Records from a point annotation dataset:
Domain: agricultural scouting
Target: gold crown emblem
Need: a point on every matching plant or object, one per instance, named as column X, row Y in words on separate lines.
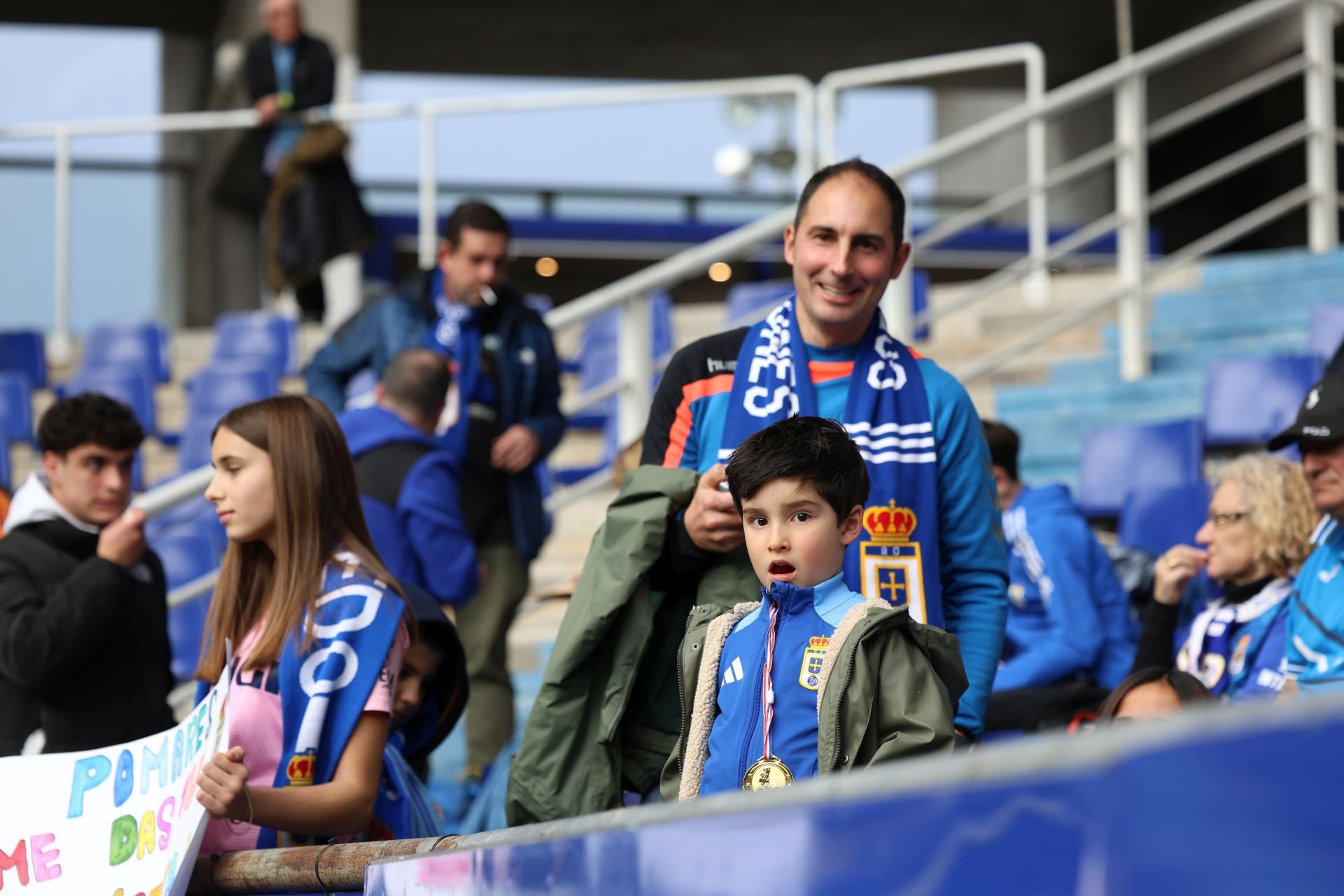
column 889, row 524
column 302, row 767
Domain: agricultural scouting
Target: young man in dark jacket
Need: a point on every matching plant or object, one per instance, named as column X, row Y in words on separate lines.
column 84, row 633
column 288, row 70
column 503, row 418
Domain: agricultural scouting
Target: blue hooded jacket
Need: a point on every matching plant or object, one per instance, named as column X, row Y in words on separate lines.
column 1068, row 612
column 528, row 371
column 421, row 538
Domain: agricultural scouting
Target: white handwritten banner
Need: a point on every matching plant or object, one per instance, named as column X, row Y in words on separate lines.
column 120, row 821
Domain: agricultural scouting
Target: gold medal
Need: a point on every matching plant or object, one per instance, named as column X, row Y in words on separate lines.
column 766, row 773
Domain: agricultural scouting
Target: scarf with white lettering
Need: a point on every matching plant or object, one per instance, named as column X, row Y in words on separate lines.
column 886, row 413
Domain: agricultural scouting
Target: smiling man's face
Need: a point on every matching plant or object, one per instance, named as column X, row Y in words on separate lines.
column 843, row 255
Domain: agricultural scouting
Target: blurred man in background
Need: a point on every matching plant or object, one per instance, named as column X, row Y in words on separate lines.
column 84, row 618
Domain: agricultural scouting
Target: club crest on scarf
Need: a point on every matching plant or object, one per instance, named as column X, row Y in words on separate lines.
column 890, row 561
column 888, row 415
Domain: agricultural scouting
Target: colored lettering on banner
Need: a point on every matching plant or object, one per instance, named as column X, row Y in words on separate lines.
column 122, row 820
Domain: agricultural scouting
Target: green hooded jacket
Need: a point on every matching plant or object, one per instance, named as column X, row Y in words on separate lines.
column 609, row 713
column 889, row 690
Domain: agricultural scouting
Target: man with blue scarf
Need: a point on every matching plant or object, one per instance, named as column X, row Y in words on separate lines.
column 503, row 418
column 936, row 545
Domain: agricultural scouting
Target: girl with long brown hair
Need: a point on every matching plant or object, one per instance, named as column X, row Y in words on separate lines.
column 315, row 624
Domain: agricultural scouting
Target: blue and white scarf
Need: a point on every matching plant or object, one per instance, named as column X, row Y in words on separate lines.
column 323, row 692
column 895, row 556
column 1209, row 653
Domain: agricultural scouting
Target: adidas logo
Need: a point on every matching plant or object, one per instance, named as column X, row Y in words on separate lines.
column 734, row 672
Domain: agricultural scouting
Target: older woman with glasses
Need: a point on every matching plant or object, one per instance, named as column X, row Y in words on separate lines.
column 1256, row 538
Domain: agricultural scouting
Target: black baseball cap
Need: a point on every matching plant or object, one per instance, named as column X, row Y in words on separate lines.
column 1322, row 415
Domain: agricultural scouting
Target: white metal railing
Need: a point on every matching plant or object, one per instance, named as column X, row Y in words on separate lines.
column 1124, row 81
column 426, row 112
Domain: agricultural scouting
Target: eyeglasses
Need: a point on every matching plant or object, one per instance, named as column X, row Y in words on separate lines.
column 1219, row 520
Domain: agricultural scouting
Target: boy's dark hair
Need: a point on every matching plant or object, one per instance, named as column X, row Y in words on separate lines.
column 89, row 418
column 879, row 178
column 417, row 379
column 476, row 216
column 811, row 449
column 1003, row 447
==
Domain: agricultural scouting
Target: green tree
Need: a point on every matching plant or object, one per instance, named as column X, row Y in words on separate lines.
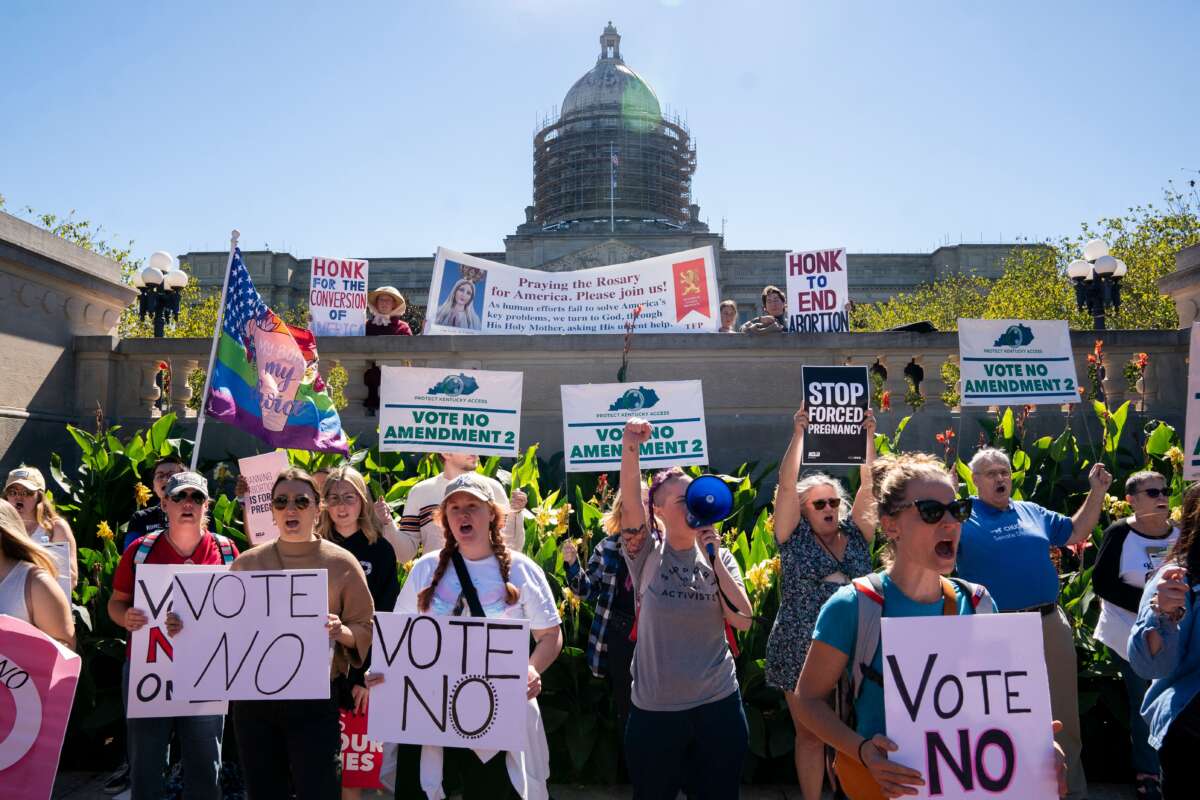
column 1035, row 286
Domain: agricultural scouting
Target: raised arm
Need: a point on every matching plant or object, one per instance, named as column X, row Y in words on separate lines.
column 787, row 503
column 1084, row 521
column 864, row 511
...
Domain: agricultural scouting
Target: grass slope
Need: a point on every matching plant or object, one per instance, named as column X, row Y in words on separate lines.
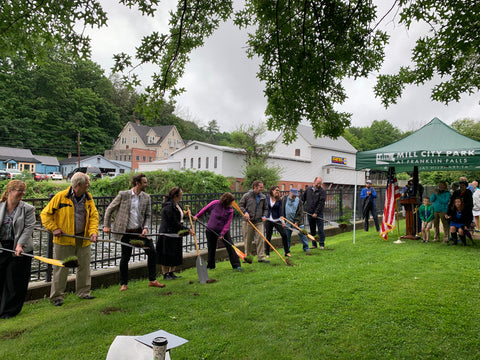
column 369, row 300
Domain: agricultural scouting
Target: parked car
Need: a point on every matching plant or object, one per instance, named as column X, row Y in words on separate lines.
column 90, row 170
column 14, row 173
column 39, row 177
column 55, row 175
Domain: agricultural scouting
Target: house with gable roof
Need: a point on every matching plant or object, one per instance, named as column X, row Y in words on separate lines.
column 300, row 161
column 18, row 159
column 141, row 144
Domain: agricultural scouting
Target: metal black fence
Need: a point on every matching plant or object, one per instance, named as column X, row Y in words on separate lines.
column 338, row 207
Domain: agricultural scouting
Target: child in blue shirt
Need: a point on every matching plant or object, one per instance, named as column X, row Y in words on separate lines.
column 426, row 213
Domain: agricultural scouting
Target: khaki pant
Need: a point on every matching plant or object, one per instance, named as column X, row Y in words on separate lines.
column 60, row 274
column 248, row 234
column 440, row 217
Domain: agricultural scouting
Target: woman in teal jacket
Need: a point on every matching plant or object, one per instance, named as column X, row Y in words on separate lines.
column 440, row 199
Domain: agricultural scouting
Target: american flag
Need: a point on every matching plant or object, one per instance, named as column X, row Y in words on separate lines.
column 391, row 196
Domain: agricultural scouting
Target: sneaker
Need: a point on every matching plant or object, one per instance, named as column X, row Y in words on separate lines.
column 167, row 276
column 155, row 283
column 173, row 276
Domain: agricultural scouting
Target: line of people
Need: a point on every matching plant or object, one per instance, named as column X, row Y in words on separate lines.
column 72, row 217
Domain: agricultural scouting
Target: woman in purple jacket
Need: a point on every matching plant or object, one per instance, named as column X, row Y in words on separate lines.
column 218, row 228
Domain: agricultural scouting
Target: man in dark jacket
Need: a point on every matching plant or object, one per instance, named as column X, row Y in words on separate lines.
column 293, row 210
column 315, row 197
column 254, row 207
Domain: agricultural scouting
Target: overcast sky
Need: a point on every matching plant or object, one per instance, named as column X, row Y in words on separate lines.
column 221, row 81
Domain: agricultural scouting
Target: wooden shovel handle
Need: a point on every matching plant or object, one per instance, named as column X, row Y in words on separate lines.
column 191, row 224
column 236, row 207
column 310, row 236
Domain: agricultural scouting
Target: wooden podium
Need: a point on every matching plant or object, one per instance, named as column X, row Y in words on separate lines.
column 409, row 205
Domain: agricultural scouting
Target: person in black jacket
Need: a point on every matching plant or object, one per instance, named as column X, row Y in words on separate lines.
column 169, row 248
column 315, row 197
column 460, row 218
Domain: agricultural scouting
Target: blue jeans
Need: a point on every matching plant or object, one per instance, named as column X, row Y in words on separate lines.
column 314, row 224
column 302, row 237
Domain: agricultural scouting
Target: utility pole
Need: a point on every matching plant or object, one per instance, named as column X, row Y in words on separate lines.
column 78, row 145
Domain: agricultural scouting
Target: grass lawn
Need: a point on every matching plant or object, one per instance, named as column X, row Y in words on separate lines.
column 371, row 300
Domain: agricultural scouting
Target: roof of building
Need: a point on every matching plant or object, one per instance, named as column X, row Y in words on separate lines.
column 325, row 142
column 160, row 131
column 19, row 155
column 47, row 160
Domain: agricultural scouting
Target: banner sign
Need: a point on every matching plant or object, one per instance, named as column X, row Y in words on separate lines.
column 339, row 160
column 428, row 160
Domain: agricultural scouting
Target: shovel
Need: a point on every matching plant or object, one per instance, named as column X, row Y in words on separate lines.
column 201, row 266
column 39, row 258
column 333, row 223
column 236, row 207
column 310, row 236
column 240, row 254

--- THE TASK ---
Find every line of the material above that contains the string "with", and copy each one out in full. Case matters when matching.

--- FULL ANSWER ---
Target: scarf with white lettering
Target: man with blue scarf
Target: girl with long brown hair
Target: older woman with glasses
Target: house with gable roof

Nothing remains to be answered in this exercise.